After independence many African countries attempted to reverse the foreign domination of their economies. They implemented protectionist policies in an attempt to build up domestic industries and overcome the weak, dependent economic structure left behind by colonialism. Many post-colonial governments also tried to reverse deep social inequities by redistributing wealth and improving the living standards of the poor. Nationalist governments imposed regulations on foreign investors while socialist regimes nationalized multinationals and enacted land reforms to break up large plantations and redistribute land to peasants. But corporate interests in the West (and Africa) generally opposed these efforts. In time they launched a concerted counterattack to promote “neoliberal” policies, which include the privatization of state assets, weakening of labour regulations and the liberalization of trade and investment.

The Third World debt crisis was the signal event that ushered in the neoliberal era. At the beginning of the 1980s many African countries were weighed down by debts they were unable to pay. Governments and businesses had borrowed from Western banks and governments to finance investments and imports but a sudden spike in US interest rates in 1979, combined with rising oil prices and falling commodity prices, greatly increased the financial burden. By 1982, indebted countries throughout the South were teetering on the brink of default, threatening a world financial crisis.

Ottawa joined the IMF-led creditor cartel that ensured the debtor, not the creditor, nations bore the brunt of the debt crisis.2 In The Use of Canadian Aid to Support Structural Adjustment in Africa Carolyn Bassett explains: “By promoting structural adjustment in debtor countries, the Canadian government minimized creditor responsibility for the crisis by forcing most of the burden of adjustment on the debtors. The major Canadian banks were large creditors to Third World countries and so were vulnerable to debtor actions such as full public default or debtor cartels forcing systematic changes in the debt management strategy.”3

For Ottawa and other wealthy capitalist countries the first priority was to prevent a major financial crisis and ensure that their banks were repaid. (While Canadian banks had loaned some money to a number of African countries in the late 1970s, most Canadian debt in Africa was held by government agencies such as the Canadian International Development Agency, the Wheat Board and Export Development Corporation. Canadian banks were, however, highly exposed to Latin American and Caribbean default.) But, they also sought to turn the precarious financial situation of the Third World to their advantage. The IMF and World Bank, dominated by the finance departments of the G7 countries, offered to lend money to the debtor countries on the condition that they radically reform their economies along neoliberal lines. Bilateral aid agencies, including CIDA, quickly aligned their policies with the IMF and World Bank, making aid conditional on the implementation of far-reaching changes known as Structural Adjustment Programs (SAPs).

(Coordinate annotation records)
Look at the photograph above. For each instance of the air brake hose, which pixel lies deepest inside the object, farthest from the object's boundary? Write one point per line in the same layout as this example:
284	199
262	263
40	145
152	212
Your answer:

What the exercise asks:
Reproduce the part of the text on African debt and neoliberalism that opens with the words containing "The Third World debt" and closes with "world financial crisis.", substituting "borrowing costs" for "interest rates".

Solution below:
The Third World debt crisis was the signal event that ushered in the neoliberal era. At the beginning of the 1980s many African countries were weighed down by debts they were unable to pay. Governments and businesses had borrowed from Western banks and governments to finance investments and imports but a sudden spike in US borrowing costs in 1979, combined with rising oil prices and falling commodity prices, greatly increased the financial burden. By 1982, indebted countries throughout the South were teetering on the brink of default, threatening a world financial crisis.